Object detection data
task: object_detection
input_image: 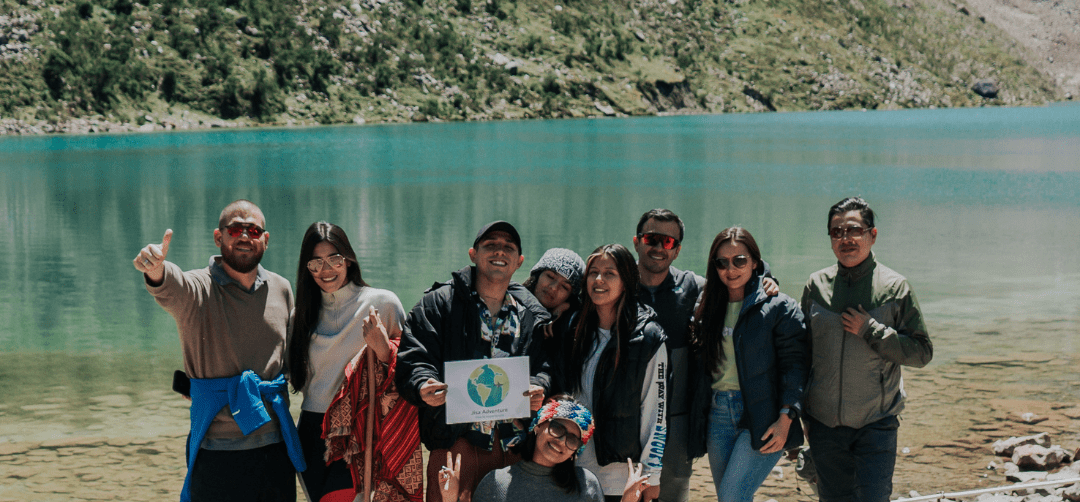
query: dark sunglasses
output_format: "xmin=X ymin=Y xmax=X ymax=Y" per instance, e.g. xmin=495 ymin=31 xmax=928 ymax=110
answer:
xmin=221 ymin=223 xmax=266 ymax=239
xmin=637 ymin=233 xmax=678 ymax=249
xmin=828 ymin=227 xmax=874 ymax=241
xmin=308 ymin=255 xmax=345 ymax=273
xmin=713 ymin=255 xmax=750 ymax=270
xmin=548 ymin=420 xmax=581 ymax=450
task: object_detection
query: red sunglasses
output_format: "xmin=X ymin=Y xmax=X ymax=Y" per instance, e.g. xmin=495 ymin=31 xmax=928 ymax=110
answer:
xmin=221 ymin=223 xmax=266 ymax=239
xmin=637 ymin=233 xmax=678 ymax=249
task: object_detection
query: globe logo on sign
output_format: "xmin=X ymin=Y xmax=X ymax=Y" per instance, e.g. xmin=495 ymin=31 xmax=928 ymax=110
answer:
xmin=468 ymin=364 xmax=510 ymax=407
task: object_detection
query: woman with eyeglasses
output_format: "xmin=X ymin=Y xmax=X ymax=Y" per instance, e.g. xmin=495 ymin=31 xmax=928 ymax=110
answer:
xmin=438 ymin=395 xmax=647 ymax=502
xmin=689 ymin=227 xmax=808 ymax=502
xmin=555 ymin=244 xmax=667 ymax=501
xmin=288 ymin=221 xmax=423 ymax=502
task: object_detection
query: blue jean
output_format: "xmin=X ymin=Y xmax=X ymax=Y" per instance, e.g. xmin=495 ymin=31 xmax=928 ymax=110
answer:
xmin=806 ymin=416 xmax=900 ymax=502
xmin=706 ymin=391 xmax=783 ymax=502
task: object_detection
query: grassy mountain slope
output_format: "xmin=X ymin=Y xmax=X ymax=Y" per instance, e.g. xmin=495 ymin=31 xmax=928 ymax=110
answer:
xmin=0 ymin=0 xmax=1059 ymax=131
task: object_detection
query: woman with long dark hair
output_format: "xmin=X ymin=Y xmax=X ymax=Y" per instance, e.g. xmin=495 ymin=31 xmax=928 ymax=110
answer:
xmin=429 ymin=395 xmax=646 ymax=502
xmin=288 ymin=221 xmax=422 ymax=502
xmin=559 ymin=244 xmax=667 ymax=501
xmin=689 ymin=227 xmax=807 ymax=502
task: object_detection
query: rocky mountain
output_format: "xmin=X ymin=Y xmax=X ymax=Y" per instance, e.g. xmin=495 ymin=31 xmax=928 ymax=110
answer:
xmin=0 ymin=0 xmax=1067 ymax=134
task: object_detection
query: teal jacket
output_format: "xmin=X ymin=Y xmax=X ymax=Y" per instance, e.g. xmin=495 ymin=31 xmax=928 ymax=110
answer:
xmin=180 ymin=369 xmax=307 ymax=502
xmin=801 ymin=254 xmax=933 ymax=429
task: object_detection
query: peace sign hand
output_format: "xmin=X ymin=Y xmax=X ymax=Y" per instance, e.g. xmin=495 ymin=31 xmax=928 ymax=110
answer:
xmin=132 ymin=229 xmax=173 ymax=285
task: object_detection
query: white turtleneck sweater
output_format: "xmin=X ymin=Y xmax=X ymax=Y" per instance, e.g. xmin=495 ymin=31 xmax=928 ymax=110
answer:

**EXERCISE INSTRUCTIONS**
Copy out the records from their start through the line containing "xmin=548 ymin=420 xmax=581 ymax=450", both ends included, with each line unchanged and the pictures left out.

**WRITTEN RESPONSE**
task: object_detection
input_image: 
query: dark sunglasses
output_format: "xmin=X ymin=Y xmax=X ymax=Y" per instance, e.g. xmin=495 ymin=31 xmax=928 ymax=110
answer:
xmin=221 ymin=223 xmax=266 ymax=239
xmin=637 ymin=233 xmax=678 ymax=249
xmin=828 ymin=227 xmax=874 ymax=241
xmin=308 ymin=255 xmax=345 ymax=273
xmin=713 ymin=255 xmax=750 ymax=270
xmin=548 ymin=420 xmax=581 ymax=450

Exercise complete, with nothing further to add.